Data entries
++++++++++++++++++++

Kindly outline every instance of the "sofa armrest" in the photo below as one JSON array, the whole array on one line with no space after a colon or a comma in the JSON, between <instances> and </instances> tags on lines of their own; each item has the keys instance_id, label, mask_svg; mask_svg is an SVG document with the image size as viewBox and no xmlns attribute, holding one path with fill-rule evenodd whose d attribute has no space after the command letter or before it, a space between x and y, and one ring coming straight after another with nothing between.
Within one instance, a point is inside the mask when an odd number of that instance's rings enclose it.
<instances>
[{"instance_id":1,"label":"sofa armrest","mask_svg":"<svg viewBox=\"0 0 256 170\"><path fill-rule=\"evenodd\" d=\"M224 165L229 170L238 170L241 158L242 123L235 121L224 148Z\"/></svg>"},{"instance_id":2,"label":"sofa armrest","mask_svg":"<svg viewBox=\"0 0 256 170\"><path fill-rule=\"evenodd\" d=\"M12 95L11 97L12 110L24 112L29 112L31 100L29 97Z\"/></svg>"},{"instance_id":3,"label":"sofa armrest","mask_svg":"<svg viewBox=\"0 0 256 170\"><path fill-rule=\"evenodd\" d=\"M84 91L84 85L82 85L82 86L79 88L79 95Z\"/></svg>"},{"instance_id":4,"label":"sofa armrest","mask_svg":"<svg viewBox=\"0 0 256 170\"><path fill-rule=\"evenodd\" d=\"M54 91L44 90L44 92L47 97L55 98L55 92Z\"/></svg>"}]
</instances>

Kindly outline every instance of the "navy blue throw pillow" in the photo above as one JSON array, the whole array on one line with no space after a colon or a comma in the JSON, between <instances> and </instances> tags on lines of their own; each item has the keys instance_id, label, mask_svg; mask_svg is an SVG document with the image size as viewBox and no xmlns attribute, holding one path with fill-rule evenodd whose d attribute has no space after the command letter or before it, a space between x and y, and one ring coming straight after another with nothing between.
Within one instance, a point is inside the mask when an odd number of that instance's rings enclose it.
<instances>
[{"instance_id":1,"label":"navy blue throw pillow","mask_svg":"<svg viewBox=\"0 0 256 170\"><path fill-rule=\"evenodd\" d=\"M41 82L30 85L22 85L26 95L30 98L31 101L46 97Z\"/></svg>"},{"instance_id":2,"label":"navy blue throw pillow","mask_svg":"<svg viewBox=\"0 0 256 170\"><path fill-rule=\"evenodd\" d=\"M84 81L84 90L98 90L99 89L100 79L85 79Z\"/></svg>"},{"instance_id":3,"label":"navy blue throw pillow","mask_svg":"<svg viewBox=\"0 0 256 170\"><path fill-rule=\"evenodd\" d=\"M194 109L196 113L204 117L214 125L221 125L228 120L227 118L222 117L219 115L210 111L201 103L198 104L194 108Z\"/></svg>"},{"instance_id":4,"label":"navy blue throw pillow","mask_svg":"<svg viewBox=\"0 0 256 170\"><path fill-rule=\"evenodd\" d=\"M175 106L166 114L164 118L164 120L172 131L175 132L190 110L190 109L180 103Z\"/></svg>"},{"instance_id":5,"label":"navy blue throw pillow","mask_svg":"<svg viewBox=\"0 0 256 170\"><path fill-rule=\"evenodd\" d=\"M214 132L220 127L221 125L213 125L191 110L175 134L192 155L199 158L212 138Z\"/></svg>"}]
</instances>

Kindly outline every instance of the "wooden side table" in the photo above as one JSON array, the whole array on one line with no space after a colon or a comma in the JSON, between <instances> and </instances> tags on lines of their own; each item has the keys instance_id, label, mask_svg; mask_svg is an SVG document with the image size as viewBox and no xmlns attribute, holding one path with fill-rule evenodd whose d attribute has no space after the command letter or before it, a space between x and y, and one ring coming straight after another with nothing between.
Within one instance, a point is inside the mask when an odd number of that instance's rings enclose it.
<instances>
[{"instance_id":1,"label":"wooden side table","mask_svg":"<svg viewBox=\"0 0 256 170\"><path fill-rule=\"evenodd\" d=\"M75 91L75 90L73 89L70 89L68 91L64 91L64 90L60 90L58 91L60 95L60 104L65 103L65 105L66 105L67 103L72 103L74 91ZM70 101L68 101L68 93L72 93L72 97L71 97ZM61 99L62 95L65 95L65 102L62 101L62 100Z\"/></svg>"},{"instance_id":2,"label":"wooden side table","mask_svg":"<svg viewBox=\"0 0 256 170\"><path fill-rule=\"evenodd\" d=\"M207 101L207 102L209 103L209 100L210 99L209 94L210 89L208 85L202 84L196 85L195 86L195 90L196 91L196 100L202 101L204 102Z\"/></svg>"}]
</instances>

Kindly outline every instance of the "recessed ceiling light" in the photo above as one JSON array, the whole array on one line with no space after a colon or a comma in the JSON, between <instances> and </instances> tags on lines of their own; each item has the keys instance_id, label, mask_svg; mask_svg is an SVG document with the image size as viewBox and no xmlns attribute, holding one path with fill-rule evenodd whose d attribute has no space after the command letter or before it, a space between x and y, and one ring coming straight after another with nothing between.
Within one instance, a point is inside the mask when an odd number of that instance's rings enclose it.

++++++++++++++++++++

Required task
Using the listing above, please repeat every entry exactly.

Right answer
Kindly outline every instance of the "sofa armrest" in the photo below as one JSON array, the whole array on one line with no space after a colon or a comma in the JSON, between <instances> and </instances> tags on lines of their own; each item has the keys instance_id, label, mask_svg; mask_svg is an SVG document with the image size as viewBox and no xmlns attribute, holding one path with fill-rule evenodd whose d attribute has no space after the command letter or before it, a space between x and y, and one ring coming straight after another with nothing between.
Within one instance, a point is inside the mask when an odd number of that instance's rings enclose it.
<instances>
[{"instance_id":1,"label":"sofa armrest","mask_svg":"<svg viewBox=\"0 0 256 170\"><path fill-rule=\"evenodd\" d=\"M224 165L229 170L238 170L241 158L242 123L235 121L224 148Z\"/></svg>"},{"instance_id":2,"label":"sofa armrest","mask_svg":"<svg viewBox=\"0 0 256 170\"><path fill-rule=\"evenodd\" d=\"M12 95L11 97L12 110L24 112L29 112L31 100L29 97Z\"/></svg>"},{"instance_id":3,"label":"sofa armrest","mask_svg":"<svg viewBox=\"0 0 256 170\"><path fill-rule=\"evenodd\" d=\"M84 91L84 85L82 85L82 86L79 88L79 95Z\"/></svg>"},{"instance_id":4,"label":"sofa armrest","mask_svg":"<svg viewBox=\"0 0 256 170\"><path fill-rule=\"evenodd\" d=\"M54 91L44 90L44 92L47 97L55 98L55 92Z\"/></svg>"}]
</instances>

Kindly outline every instance of the "navy blue throw pillow" in the photo above as one JSON array, the whole array on one line with no space after a colon or a comma in the JSON, between <instances> and </instances> tags on lines of their own; each item has the keys instance_id, label, mask_svg; mask_svg is an SVG document with the image size as viewBox and no xmlns attribute, holding one path with fill-rule evenodd whose d attribute has no space after the command letter or before it, a space between x and y, and one ring coming straight after another with nothing between.
Within one instance, a point is inside the mask when an odd number of that instance's rings enclose it.
<instances>
[{"instance_id":1,"label":"navy blue throw pillow","mask_svg":"<svg viewBox=\"0 0 256 170\"><path fill-rule=\"evenodd\" d=\"M41 82L30 85L22 85L26 95L30 98L31 101L46 97Z\"/></svg>"},{"instance_id":2,"label":"navy blue throw pillow","mask_svg":"<svg viewBox=\"0 0 256 170\"><path fill-rule=\"evenodd\" d=\"M84 81L84 90L98 90L99 89L100 79L85 79Z\"/></svg>"},{"instance_id":3,"label":"navy blue throw pillow","mask_svg":"<svg viewBox=\"0 0 256 170\"><path fill-rule=\"evenodd\" d=\"M194 109L196 113L204 117L214 125L221 125L228 120L227 118L222 117L219 115L210 111L201 103L198 104L194 108Z\"/></svg>"},{"instance_id":4,"label":"navy blue throw pillow","mask_svg":"<svg viewBox=\"0 0 256 170\"><path fill-rule=\"evenodd\" d=\"M175 106L166 114L164 118L164 120L172 131L175 132L190 110L190 109L180 103Z\"/></svg>"},{"instance_id":5,"label":"navy blue throw pillow","mask_svg":"<svg viewBox=\"0 0 256 170\"><path fill-rule=\"evenodd\" d=\"M214 132L220 127L221 125L213 125L191 110L175 134L192 155L199 158L212 138Z\"/></svg>"}]
</instances>

Kindly outline every instance of the "wooden side table" in the photo above as one JSON array, the whole array on one line with no space after a colon or a comma in the JSON, between <instances> and </instances> tags on lines of their own; each item has the keys instance_id, label, mask_svg; mask_svg is an SVG document with the image size as viewBox and no xmlns attribute, holding one path with fill-rule evenodd whose d attribute has no space after the command letter or before it, a space between x and y, and one ring coming straight after another with nothing between.
Within one instance, a point is inside the mask when an odd number of that instance's rings enclose it.
<instances>
[{"instance_id":1,"label":"wooden side table","mask_svg":"<svg viewBox=\"0 0 256 170\"><path fill-rule=\"evenodd\" d=\"M75 91L75 90L73 89L70 89L68 91L64 91L64 90L60 90L58 91L60 95L60 104L65 103L65 105L66 105L67 103L72 103L74 91ZM70 101L68 101L68 93L72 93L72 97L71 97ZM61 99L62 95L65 95L65 102L62 101L62 100Z\"/></svg>"},{"instance_id":2,"label":"wooden side table","mask_svg":"<svg viewBox=\"0 0 256 170\"><path fill-rule=\"evenodd\" d=\"M207 101L207 102L209 103L209 100L210 99L209 94L210 89L208 85L202 84L196 85L195 86L195 90L196 91L196 100L202 101L204 102Z\"/></svg>"}]
</instances>

Kindly outline every instance of the "recessed ceiling light" in the photo above as one JSON array, the whole array on one line with no space after a colon or a comma in the JSON, between <instances> and </instances> tags on lines of their own; each item has the keys instance_id, label, mask_svg; mask_svg is an SVG document with the image size as viewBox and no xmlns attribute, holding one path with fill-rule evenodd whose d attribute has no space after the command letter or before it, a space between x and y, and one ring coming straight after another with nothing between.
Within one instance, a point is inside the mask when an odd number of that instance's rings enclose it.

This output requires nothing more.